• [Instructions for the task]: With the line containing "In this exercise you will mark the bare tree" as the first line and the last line of the records as the final one, reproduce that range exactly.
┌─ Data
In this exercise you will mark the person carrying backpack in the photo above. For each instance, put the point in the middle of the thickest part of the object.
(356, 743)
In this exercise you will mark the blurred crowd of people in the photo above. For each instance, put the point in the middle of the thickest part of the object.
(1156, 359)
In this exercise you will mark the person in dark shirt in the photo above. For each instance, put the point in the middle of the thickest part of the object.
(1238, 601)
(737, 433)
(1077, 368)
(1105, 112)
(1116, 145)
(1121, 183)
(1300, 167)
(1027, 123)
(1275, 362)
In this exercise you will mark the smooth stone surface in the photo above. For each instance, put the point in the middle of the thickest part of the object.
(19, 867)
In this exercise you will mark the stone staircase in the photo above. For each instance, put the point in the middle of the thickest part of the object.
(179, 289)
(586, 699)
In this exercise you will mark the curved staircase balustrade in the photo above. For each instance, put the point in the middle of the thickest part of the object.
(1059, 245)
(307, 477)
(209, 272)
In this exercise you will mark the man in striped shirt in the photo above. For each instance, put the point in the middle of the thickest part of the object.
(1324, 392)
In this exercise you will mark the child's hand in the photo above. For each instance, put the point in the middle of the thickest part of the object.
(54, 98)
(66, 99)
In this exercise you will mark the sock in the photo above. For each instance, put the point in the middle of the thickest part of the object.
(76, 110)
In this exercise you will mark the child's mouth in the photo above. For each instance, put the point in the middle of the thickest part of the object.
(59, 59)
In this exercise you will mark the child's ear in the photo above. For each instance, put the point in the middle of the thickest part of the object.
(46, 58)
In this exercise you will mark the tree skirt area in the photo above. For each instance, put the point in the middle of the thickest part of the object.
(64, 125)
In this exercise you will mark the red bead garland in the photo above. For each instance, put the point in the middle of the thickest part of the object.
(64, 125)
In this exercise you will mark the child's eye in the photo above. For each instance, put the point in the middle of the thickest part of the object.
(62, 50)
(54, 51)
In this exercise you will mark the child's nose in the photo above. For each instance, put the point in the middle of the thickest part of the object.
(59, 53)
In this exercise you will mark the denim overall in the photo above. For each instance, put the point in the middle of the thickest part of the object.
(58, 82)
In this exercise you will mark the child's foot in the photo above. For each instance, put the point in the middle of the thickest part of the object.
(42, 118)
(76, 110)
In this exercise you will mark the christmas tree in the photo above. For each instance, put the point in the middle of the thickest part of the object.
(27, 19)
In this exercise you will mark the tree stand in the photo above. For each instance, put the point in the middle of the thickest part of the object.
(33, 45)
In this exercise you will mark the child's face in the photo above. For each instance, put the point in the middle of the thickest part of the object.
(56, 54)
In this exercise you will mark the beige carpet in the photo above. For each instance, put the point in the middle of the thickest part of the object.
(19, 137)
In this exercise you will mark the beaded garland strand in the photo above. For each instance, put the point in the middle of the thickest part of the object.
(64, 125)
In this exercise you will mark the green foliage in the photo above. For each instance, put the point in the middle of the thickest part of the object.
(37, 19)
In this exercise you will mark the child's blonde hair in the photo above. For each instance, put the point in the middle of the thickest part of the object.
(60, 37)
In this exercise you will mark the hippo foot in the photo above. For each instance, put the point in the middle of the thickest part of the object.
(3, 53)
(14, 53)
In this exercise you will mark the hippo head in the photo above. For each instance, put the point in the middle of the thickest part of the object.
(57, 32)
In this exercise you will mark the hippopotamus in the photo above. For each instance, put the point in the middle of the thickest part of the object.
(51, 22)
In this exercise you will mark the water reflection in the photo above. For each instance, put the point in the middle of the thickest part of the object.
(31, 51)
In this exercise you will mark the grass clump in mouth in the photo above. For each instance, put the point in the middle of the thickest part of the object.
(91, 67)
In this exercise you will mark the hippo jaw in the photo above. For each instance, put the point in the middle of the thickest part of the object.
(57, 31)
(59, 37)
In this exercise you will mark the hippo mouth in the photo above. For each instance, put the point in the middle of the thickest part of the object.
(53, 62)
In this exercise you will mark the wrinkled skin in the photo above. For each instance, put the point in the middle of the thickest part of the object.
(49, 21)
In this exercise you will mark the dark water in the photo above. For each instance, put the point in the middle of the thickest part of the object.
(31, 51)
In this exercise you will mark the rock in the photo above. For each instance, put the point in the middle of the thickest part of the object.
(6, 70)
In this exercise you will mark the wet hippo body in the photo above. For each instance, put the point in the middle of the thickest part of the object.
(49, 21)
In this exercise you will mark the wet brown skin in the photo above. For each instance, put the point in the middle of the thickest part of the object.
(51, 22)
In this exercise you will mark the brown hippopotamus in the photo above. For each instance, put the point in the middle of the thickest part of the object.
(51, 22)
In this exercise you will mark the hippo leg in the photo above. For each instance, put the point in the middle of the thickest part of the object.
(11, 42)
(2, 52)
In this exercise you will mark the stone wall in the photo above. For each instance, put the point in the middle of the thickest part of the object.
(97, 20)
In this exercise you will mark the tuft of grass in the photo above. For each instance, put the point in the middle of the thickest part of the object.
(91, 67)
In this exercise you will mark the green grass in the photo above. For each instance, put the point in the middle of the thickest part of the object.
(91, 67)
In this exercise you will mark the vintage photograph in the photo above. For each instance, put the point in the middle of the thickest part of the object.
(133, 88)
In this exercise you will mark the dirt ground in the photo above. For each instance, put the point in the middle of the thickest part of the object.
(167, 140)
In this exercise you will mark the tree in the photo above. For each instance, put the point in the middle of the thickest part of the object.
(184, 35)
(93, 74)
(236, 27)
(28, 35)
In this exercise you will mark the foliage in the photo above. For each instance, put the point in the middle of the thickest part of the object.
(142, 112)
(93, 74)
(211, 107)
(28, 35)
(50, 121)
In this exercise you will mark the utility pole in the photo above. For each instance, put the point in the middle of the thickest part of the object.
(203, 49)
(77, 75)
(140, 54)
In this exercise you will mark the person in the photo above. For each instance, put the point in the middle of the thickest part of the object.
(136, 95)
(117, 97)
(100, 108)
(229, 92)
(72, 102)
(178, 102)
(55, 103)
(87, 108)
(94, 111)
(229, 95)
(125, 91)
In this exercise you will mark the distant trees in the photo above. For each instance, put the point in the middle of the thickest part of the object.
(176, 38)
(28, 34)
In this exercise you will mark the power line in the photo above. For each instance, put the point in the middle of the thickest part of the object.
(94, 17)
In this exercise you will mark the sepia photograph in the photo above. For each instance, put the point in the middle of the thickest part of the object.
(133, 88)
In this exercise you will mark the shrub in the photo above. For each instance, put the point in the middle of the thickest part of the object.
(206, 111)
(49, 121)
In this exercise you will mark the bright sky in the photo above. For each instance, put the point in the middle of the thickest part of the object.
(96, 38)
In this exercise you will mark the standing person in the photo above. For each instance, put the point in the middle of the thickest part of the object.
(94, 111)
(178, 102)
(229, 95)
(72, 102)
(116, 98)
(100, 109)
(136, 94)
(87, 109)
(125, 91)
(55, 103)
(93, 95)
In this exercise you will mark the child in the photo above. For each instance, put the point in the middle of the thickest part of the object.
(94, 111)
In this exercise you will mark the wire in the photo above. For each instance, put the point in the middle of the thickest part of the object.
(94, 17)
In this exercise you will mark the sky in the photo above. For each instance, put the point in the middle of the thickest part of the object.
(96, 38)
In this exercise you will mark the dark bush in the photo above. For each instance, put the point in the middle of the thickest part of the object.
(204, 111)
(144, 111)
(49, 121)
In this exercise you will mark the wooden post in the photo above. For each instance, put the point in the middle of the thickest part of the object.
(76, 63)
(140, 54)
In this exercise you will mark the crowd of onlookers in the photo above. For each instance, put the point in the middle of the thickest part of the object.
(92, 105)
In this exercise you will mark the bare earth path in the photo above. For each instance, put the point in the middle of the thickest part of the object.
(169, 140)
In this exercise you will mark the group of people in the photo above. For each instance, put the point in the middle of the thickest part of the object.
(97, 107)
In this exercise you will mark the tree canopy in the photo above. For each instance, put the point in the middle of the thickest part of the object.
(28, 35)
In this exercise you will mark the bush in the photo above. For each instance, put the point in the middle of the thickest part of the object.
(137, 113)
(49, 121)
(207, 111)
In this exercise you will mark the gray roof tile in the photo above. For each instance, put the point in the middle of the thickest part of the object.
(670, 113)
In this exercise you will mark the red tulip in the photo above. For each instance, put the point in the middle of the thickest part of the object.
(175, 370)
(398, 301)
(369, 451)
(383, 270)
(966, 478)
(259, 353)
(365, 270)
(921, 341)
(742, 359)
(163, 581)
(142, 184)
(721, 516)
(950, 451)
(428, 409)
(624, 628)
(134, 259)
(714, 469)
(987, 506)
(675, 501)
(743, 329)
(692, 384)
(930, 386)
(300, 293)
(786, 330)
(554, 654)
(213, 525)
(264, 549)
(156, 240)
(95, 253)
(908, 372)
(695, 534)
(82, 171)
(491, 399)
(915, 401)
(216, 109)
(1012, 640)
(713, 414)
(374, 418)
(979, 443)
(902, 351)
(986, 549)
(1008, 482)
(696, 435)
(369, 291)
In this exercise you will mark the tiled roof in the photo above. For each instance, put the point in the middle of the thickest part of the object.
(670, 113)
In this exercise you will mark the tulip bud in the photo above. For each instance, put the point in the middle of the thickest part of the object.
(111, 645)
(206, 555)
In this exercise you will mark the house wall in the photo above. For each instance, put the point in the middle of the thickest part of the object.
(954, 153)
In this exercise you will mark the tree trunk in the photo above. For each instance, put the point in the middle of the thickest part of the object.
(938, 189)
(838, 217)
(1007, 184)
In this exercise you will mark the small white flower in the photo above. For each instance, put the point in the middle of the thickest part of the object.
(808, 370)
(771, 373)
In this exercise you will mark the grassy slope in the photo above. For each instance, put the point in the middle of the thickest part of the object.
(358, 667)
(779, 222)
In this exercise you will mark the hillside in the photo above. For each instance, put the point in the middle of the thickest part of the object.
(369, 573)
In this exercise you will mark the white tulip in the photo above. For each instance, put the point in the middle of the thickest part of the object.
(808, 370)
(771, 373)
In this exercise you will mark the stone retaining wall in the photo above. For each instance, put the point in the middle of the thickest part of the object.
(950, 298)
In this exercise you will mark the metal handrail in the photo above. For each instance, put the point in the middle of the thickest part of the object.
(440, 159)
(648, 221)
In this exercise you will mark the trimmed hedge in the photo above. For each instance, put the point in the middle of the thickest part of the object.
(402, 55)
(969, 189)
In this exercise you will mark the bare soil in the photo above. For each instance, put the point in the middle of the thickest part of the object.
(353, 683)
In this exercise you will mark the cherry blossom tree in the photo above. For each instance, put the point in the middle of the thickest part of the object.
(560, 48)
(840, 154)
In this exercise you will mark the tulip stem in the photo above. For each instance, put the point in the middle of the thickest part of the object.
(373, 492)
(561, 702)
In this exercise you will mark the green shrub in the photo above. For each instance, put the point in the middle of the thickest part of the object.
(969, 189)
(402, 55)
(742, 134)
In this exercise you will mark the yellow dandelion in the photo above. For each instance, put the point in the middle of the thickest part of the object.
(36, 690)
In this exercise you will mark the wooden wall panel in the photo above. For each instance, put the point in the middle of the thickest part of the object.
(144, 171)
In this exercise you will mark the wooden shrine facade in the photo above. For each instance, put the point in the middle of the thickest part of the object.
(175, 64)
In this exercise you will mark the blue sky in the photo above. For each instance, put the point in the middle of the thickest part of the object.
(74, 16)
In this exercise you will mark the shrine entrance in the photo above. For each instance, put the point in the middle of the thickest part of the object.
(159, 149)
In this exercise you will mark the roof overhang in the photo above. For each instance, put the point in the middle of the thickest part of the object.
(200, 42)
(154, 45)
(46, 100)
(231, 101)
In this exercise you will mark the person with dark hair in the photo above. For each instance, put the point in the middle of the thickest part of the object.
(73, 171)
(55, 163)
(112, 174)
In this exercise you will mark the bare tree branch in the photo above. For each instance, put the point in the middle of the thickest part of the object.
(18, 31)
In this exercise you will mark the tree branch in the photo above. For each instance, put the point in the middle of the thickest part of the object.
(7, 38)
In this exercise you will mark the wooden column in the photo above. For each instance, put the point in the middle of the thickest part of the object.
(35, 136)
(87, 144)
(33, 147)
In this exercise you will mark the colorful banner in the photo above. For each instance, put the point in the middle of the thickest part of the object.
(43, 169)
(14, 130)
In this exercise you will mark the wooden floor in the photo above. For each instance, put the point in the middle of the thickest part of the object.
└─
• [Written response]:
In this exercise you will mark the bare tree branch in the photo above. For each instance, put the point in the middle of the thickest part of the object.
(18, 31)
In this exercise you will mark the tree branch in the photo above. For each instance, put the point in the middle of the thickest part of the object.
(7, 38)
In this exercise you will mark the wooden column in the photo above. For each instance, put the point in the middle of the thickest part of the object.
(35, 136)
(87, 144)
(33, 147)
In this exercise you will mark the colorful banner in the photo above. For each instance, put the point in the middle of the thickest part of the object.
(43, 169)
(14, 130)
In this exercise you will mark the wooden floor in the photo above. For each instance, put the point in the middle of the thickest part of the object.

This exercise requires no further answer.